** Records to process follows **

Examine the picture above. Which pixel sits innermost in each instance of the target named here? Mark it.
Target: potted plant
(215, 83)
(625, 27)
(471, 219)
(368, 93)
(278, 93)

** End of Records to process **

Task statement ▸ Could you copy each line above word for word?

Reply ▸
Examine the picture above. Which pixel sits innermost in each instance of the target named here? Mark it.
Target: potted plant
(215, 83)
(625, 27)
(471, 219)
(368, 93)
(278, 93)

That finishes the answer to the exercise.